**Written problem 1:**
Answer these questions using the forum thread on CloudStack high availability:
(a) What command was run on Host 'A' to simulate a crash?
(b) What value is listed for investigate.retry.interval?
(c) What date and time did the date command print?
**Written problem 2:**
Reproduce, word for word, everything in the rows from the line containing "Return the mask of every instance of the group" down through the line containing "[[[327,7],[309,2],[2,10],[0,135],[326,137]]]".

START Excerpt provided

I didn´t stop the agent, I did a 'shutdown -h now' at the Host 'A' in order
to simulate a crash.

My goal is verify if one of my KVM hosts fail, the VMs with HA enabled from
thos host 'A'  will migrate to another Host (in this case host 'B'. Or , al
least, it will be posible do it manually.

If you need more tests, I can do it.


>> Hi !
>> My test today: I stopped other instance, and changed to HA Offer. I
>> started
>> this instance.
>> After, I shutdown gracefully the KVM host of it.
> Why a gracefully shutdown of the KVM host ? The HA process is to (re)start
> the HA VMs on a new host, the current host has been crashed or not
> available i.e. its cloudstack agent won't respond.
> If you stopped gently the cloudstack-agent, the CS mgr don't consider this
> to a crash, so the HA won't start.
> What's behavior do you expect?
>> and I checked the investigators process:
>> [root@1q2 ~]# grep -i Investigator
>> /var/log/cloudstack/management/management-server.log
>> [root@1q2 ~]# date
>> Mon Jul 20 14:39:43 UTC 2015
>> [root@1q2 ~]# ls -ltrh
>> /var/log/cloudstack/management/management-server.log
>> -rw-rw-r--. 1 cloud cloud 14M Jul 20 14:39
>> /var/log/cloudstack/management/management-server.log
>> Nothing.  I dont know how internally these process work. but seems that
>> they are not working well, agree?
>> options                     value
>> ha.investigators.exclude     nothing
>> ha.investigators.orde
>> SimpleInvestigator,XenServerInvestigator,KVMInvestigator,HypervInvestigator,VMwareInvestigator,PingInvestigator,ManagementIPSysVMInvestigator
>> investigate.retry.interval    60
>> There´s a way to check if these process are running ?
>> [root@1q2 ~]# ps waux| grep -i java
>> root     11408  0.0  0.0 103252   880 pts/0    S+   14:44   0:00 grep -i
>> java
>> cloud    24225  0.7  1.7 16982036 876412 ?     Sl   Jul16  43:48
>> /usr/lib/jvm/jre-1.7.0/bin/java -Djava.awt.headless=true
>> -Dcom.sun.management.jmxremote=false -Xmx2g
>> -XX:+HeapDumpOnOutOfMemoryError
>> -XX:HeapDumpPath=/var/log/cloudstack/management/ -XX:PermSize=512M
>> -XX:MaxPermSize=800m
>> -Djava.security.properties=/etc/cloudstack/management/java.security.ciphers
>> -classpath
>> :::/etc/cloudstack/management:/usr/share/cloudstack-management/setup:/usr/share/cloudstack-management/bin/bootstrap.jar:/usr/share/cloudstack-management/bin/tomcat-juli.jar:/usr/share/java/commons-daemon.jar
>> -Dcatalina.base=/usr/share/cloudstack-management
>> -Dcatalina.home=/usr/share/cloudstack-management -Djava.endorsed.dirs=
>> -Djava.io.tmpdir=/usr/share/cloudstack-management/temp
>> -Djava.util.logging.config.file=/usr/share/cloudstack-management/conf/logging.properties
>> -Djava.util.logging.manager=org.apache.juli.ClassLoaderLogManager
>> org.apache.catalina.startup.Bootstrap start
>> Thanks
>>>  Perhaps, the management server don't reconize the host 3 totally down
>>>>> (ping alive? or some quorum don't ok)

END Excerpt provided
START Available data

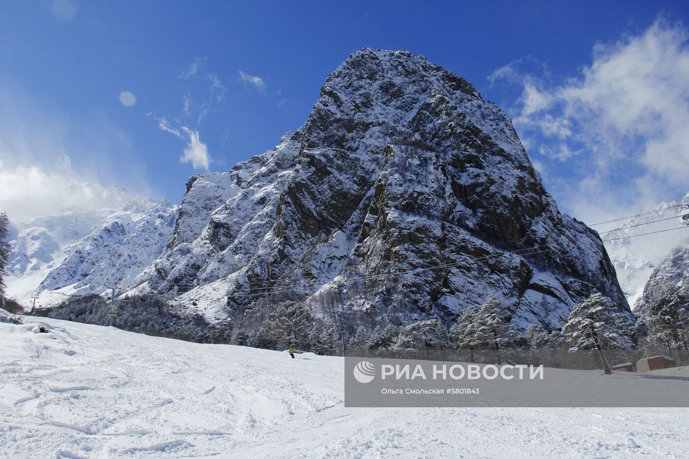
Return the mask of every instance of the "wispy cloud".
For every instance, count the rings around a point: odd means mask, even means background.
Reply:
[[[176,136],[180,139],[183,138],[183,136],[181,134],[180,134],[179,130],[176,129],[175,127],[173,127],[172,125],[170,124],[169,121],[168,121],[167,119],[165,119],[165,118],[155,118],[155,116],[154,116],[154,119],[158,121],[158,127],[162,129],[163,131],[165,131],[166,132],[169,132],[172,135]]]
[[[194,62],[189,65],[189,68],[185,70],[183,70],[182,73],[177,76],[177,78],[187,79],[194,76],[198,73],[198,69],[203,67],[205,63],[205,59],[196,58],[194,59]]]
[[[247,73],[245,73],[241,70],[239,71],[239,78],[244,82],[248,83],[253,85],[259,91],[263,91],[265,89],[265,81],[260,76],[255,76],[254,75],[249,75]]]
[[[207,147],[199,139],[198,131],[192,131],[185,127],[183,127],[182,130],[189,136],[189,143],[180,161],[183,163],[191,163],[195,170],[208,170],[210,156]]]
[[[220,102],[225,98],[227,88],[223,85],[220,79],[214,73],[209,73],[206,78],[211,81],[210,95],[216,101]]]
[[[659,19],[639,34],[597,45],[591,64],[559,83],[546,71],[522,70],[522,61],[490,77],[521,86],[515,127],[539,154],[556,197],[580,218],[687,191],[688,38],[683,27]]]

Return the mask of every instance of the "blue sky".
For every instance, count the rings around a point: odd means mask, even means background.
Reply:
[[[689,187],[686,2],[0,8],[0,200],[92,181],[179,202],[192,174],[228,170],[298,127],[327,75],[364,46],[421,54],[471,81],[515,119],[546,187],[576,216]]]

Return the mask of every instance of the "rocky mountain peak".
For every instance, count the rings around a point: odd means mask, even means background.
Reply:
[[[279,145],[193,176],[144,274],[218,318],[292,298],[451,319],[492,294],[553,329],[597,292],[628,312],[597,234],[559,212],[507,115],[405,51],[354,52]]]

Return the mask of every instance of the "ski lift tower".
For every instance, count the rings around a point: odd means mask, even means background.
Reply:
[[[110,318],[110,327],[112,327],[112,319],[117,315],[117,305],[115,304],[115,287],[110,287],[112,289],[112,292],[110,296],[110,304],[107,307],[107,315]]]

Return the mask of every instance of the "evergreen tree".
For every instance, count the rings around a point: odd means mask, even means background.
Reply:
[[[514,327],[507,322],[500,302],[493,295],[481,306],[472,329],[470,343],[475,349],[500,351],[512,347],[516,337]]]
[[[562,334],[570,349],[597,350],[606,374],[610,374],[603,349],[631,349],[633,326],[609,298],[597,293],[574,307]]]
[[[360,325],[356,329],[356,333],[349,340],[348,345],[350,349],[369,349],[370,339],[371,335],[369,334],[365,328]]]
[[[369,349],[390,349],[397,342],[400,330],[396,325],[389,323],[385,328],[378,325],[371,334],[369,340]]]
[[[266,317],[263,323],[265,337],[274,340],[279,348],[308,344],[313,325],[311,312],[302,304],[283,301]]]
[[[10,219],[7,214],[0,214],[0,298],[5,298],[5,271],[10,259]]]
[[[531,349],[547,347],[550,340],[550,335],[538,324],[532,323],[526,329],[526,343]]]
[[[658,279],[651,292],[650,304],[646,314],[648,336],[651,340],[662,343],[672,356],[677,350],[681,359],[681,349],[687,347],[689,329],[689,301],[679,287],[669,279]]]
[[[402,328],[395,349],[447,349],[449,340],[449,332],[440,320],[420,320]]]
[[[473,336],[476,333],[477,319],[478,308],[475,306],[469,306],[457,318],[456,323],[450,329],[451,346],[453,349],[473,350]]]
[[[342,349],[340,336],[333,323],[326,324],[320,334],[320,353],[324,356],[339,355]]]

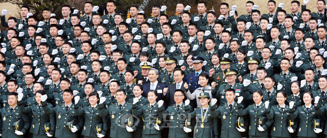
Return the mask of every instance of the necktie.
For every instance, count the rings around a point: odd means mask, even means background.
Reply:
[[[286,74],[284,74],[284,79],[286,80]]]

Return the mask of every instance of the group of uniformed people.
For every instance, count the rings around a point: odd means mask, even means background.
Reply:
[[[327,7],[309,2],[2,10],[0,135],[326,137]]]

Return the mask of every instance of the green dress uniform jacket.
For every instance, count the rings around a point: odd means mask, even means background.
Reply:
[[[290,119],[290,109],[285,105],[282,109],[279,105],[274,105],[266,109],[266,114],[268,119],[273,119],[274,123],[270,132],[270,135],[278,137],[291,137],[291,133],[287,130],[287,122]],[[296,130],[294,130],[296,131]]]
[[[49,108],[46,101],[41,102],[41,104],[43,108],[43,111],[47,114],[55,114],[56,117],[56,129],[54,136],[56,137],[77,137],[77,132],[73,133],[71,131],[66,128],[66,123],[76,119],[78,123],[76,125],[77,130],[80,130],[84,122],[81,121],[83,119],[77,116],[74,110],[75,105],[72,103],[68,110],[65,110],[65,105],[57,105],[53,108]]]
[[[42,127],[44,127],[45,123],[50,122],[49,133],[53,135],[56,124],[55,115],[45,113],[41,105],[39,105],[37,103],[27,107],[24,107],[23,103],[23,100],[18,101],[17,103],[21,112],[26,113],[31,112],[32,114],[33,120],[30,127],[30,132],[33,133],[34,136],[46,136],[46,131],[43,130],[44,129],[42,129]],[[50,104],[47,104],[47,106],[49,108],[52,107],[52,105]]]
[[[245,109],[243,109],[241,104],[237,105],[238,109],[238,114],[240,116],[249,115],[250,118],[250,124],[249,127],[249,135],[251,137],[265,136],[268,137],[268,128],[273,123],[273,120],[268,119],[266,123],[262,125],[265,129],[264,131],[260,131],[258,129],[259,124],[258,120],[261,116],[266,116],[265,105],[262,102],[261,105],[257,108],[256,104],[251,105]]]
[[[110,137],[133,137],[133,132],[127,131],[124,122],[132,114],[132,104],[125,102],[120,109],[118,103],[109,106],[108,108],[104,106],[104,104],[99,105],[99,115],[110,118]],[[134,119],[131,127],[134,131],[136,130],[138,121],[137,119]]]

END Available data

**Problem solution 1:**
(a) 'shutdown -h now'
(b) 60
(c) Mon Jul 20 14:39:43 UTC 2015

**Problem solution 2:**
Return the mask of every instance of the group of uniformed people.
For every instance, count the rings around a point: odd means mask, even means background.
Reply:
[[[327,7],[309,2],[2,10],[0,135],[326,137]]]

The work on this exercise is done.